Provided information
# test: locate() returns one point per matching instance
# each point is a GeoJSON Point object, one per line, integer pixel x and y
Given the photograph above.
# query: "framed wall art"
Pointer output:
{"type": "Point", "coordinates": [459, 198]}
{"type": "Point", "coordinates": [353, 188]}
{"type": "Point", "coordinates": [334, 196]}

What you have to do
Transcribe every line of the listing above verbatim, omitting nothing and altering nothing.

Reply
# test: locate() returns one point per matching instance
# each point is a GeoJSON Point object, one per line, integer pixel x and y
Given the photograph above.
# query: "framed wall art"
Pointer output:
{"type": "Point", "coordinates": [459, 198]}
{"type": "Point", "coordinates": [353, 188]}
{"type": "Point", "coordinates": [334, 196]}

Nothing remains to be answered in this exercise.